Decisão do colegiado de 30/04/2024
Participantes
• JOÃO PEDRO BARROSO DO NASCIMENTO – PRESIDENTE
• OTTO EDUARDO FONSECA DE ALBUQUERQUE LOBO – DIRETOR
• JOÃO CARLOS DE ANDRADE UZÊDA ACCIOLY – DIRETOR
• DANIEL WALTER MAEDA BERNARDO – DIRETOR
• MARINA PALMA COPOLA DE CARVALHO – DIRETORA
RECURSO CONTRA ENTENDIMENTO DA SSE NO ÂMBITO DE CONSULTA FORMULADA POR DYNASTY GLOBAL INVESTMENTS BR LTDA. – PROC. 19957.014289/2022-97
Reg. nº 3015/24Relator: SSE/GSEC-1 (Pedido de vista DOL)
Trata-se de retomada das discussões realizadas pelo Colegiado da CVM em reuniões de 06.02.2024 e 16.04.2024, acerca de recurso interposto por Dynasty Global Investments BR Ltda. ("Dynasty" ou "Recorrente"), sociedade emissora de ativo digital, contra entendimento proferido pela Superintendência de Securitização e Agronegócio – SSE, nos termos do Parecer Técnico nº 60/2023-CVM/SSE/GSEC-1 (“Parecer Técnico SSE nº 60”), em resposta à consulta apresentada pela Dynasty acerca de eventual caracterização do ativo digital D¥Ns como valor mobiliário (“Consulta”).

• _DADOS FORNECIDOS_:
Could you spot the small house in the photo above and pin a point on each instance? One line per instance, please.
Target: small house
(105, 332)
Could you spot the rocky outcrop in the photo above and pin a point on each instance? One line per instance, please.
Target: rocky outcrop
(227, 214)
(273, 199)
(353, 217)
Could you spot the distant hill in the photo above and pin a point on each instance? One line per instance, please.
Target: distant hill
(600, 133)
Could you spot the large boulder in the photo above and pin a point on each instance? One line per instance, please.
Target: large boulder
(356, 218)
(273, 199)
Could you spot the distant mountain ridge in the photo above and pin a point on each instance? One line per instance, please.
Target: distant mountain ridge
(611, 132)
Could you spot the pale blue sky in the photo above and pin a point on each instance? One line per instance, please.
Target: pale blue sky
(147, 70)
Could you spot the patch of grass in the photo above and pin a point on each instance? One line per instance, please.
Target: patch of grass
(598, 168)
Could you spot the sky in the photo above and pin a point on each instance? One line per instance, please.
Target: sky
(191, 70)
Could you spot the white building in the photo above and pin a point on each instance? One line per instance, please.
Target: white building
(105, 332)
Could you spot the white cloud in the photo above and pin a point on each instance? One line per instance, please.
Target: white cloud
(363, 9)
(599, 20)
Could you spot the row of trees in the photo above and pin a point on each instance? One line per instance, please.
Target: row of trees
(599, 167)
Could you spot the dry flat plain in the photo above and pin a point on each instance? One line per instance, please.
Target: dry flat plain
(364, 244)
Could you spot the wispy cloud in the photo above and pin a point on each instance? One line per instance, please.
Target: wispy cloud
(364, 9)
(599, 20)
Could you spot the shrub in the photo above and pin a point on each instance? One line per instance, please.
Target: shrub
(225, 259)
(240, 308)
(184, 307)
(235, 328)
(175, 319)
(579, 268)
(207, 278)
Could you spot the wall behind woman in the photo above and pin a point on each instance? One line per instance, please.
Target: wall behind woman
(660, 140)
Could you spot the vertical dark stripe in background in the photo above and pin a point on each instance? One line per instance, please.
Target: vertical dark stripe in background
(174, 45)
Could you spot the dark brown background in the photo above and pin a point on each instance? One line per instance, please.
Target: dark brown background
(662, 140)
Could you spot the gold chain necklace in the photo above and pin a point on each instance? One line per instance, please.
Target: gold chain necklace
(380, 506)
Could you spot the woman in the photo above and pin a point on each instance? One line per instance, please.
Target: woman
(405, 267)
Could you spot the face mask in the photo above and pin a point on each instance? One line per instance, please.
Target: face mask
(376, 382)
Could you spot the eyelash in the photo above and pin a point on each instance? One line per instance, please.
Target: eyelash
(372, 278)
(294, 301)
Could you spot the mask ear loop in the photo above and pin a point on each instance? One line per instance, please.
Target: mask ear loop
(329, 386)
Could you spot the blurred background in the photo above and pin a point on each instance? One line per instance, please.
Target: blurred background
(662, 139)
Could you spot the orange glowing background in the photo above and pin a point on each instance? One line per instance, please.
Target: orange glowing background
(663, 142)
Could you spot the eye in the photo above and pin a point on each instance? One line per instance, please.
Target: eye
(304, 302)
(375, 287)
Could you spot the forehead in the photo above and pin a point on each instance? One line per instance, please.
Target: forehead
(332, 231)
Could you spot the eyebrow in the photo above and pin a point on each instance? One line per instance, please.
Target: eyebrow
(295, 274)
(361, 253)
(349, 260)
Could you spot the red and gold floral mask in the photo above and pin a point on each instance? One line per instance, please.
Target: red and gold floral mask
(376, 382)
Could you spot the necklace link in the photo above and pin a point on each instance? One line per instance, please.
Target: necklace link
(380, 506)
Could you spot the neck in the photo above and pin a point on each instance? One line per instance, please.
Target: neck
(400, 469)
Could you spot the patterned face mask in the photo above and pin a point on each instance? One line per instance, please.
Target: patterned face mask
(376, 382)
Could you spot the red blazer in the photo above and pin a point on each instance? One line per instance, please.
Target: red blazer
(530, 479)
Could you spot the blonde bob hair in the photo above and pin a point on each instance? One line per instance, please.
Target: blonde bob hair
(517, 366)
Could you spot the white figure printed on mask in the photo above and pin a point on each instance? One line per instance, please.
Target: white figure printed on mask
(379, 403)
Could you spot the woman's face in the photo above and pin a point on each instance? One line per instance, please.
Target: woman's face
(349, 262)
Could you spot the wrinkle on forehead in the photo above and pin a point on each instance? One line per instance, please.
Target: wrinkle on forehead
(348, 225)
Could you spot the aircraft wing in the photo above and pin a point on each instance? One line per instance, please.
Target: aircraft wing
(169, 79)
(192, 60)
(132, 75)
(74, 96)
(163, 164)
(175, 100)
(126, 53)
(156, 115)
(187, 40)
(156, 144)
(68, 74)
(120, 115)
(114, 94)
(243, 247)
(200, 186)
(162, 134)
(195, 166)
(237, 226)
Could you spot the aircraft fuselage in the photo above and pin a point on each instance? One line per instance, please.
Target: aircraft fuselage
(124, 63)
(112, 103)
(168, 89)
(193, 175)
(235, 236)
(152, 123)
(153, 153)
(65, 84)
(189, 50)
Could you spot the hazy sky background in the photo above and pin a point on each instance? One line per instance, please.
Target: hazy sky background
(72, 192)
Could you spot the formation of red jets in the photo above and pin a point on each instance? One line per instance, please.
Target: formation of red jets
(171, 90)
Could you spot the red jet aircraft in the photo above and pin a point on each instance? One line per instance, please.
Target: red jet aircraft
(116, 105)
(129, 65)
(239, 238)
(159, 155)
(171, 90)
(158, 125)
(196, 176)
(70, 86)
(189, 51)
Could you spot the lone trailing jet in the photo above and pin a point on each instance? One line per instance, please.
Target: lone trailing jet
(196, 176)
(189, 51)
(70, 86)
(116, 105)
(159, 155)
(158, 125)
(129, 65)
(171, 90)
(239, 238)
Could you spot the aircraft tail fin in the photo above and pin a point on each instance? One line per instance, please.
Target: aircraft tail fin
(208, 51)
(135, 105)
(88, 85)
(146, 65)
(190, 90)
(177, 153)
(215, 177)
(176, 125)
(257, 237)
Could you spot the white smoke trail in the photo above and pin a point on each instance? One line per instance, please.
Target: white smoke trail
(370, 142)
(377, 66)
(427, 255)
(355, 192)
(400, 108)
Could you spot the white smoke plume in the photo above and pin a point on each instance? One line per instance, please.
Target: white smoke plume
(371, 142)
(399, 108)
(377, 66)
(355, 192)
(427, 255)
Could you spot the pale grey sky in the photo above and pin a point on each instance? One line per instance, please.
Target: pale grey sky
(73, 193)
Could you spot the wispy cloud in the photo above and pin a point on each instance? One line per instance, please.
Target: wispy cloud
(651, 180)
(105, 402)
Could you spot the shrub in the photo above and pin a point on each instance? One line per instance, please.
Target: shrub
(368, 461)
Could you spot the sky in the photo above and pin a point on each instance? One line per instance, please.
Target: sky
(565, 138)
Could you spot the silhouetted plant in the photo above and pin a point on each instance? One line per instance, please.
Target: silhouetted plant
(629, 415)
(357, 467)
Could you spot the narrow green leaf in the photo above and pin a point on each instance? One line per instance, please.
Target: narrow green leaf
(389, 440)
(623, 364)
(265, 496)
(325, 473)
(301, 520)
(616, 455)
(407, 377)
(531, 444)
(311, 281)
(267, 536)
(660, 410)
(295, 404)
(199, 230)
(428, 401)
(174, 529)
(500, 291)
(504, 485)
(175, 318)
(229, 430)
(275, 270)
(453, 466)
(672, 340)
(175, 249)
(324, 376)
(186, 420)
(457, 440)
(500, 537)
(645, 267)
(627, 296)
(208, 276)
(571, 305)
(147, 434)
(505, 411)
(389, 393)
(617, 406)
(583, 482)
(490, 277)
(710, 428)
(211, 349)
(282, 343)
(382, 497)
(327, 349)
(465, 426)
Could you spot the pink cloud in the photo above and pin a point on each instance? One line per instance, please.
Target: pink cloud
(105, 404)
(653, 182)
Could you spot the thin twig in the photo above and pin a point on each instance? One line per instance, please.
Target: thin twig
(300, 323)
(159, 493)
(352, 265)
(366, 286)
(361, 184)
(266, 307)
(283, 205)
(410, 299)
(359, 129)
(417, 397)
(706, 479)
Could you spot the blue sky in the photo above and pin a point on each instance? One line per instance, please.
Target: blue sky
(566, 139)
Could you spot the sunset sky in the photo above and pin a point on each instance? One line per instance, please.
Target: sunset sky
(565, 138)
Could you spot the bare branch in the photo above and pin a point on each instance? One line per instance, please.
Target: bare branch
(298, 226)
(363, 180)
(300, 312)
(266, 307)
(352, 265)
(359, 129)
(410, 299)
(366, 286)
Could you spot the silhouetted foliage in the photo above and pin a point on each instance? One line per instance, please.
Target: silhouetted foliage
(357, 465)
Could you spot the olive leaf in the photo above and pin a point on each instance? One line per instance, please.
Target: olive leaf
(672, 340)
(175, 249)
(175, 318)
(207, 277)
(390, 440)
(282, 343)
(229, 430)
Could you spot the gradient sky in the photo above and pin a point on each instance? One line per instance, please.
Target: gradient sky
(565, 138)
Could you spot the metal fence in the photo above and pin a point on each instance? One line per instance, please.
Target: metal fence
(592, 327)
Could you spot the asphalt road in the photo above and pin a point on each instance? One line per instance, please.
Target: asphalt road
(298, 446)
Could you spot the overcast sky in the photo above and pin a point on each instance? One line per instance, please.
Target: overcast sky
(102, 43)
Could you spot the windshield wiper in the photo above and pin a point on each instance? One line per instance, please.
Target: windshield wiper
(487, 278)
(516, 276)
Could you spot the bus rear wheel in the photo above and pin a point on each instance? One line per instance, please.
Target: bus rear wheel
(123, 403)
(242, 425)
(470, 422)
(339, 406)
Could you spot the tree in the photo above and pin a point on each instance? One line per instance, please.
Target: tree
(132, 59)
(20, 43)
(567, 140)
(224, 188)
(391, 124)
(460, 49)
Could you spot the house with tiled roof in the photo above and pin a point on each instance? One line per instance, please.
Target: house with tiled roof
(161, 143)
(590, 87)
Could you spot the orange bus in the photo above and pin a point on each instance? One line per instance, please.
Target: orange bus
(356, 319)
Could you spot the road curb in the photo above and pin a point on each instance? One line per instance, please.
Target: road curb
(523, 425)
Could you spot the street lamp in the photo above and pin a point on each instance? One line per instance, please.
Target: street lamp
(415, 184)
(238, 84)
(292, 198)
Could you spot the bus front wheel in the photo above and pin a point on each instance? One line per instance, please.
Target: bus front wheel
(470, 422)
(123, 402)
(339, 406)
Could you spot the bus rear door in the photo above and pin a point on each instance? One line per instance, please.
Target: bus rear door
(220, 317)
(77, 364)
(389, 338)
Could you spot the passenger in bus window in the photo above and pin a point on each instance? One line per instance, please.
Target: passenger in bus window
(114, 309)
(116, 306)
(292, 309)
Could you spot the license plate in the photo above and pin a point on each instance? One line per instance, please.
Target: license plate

• _TRABALHO A FAZER_:
a – Repita o trecho da decisão do colegiado começando em "Decisão do colegiado" e terminando em "de vista DOL)".
b – Dê a sequência da decisão do colegiado sobre o recurso da Dynasty, a partir do ponto em que ela termina.
A listagem é um material separado da decisão do colegiado.

• _AS RESPOSTAS_:
a –
Decisão do colegiado de 30/04/2024
Participantes
• JOÃO PEDRO BARROSO DO NASCIMENTO – PRESIDENTE
• OTTO EDUARDO FONSECA DE ALBUQUERQUE LOBO – DIRETOR
• JOÃO CARLOS DE ANDRADE UZÊDA ACCIOLY – DIRETOR
• DANIEL WALTER MAEDA BERNARDO – DIRETOR
• MARINA PALMA COPOLA DE CARVALHO – DIRETORA
RECURSO CONTRA ENTENDIMENTO DA SSE NO ÂMBITO DE CONSULTA FORMULADA POR DYNASTY GLOBAL INVESTMENTS BR LTDA. – PROC. 19957.014289/2022-97
Reg. nº 3015/24Relator: SSE/GSEC-1 (Pedido de vista DOL)

b –
Em síntese, a Consulta expôs o entendimento de que os D¥Ns, tokens emitidos pela Dynasty, “não se enquadram no conceito de valor mobiliário previsto no art. 2º da Lei 6.385/76, de sorte que sua oferta não esteja sujeita a registro prévio por esta D. Autarquia”. Nessa linha, a Recorrente destacou que os D¥Ns teriam como finalidade precípua operar como meio de pagamento em um ecossistema desenvolvido pela Dynasty.
Após examinar as características do ativo e as informações trazidas pela Dynasty, a SSE elaborou o Parecer Técnico SSE nº 60, tendo concluído que os D¥Ns possuem as características de um Contrato de Investimento Coletivo (“CIC”), estando, portanto, sujeito à legislação aplicável e à regulamentação da CVM.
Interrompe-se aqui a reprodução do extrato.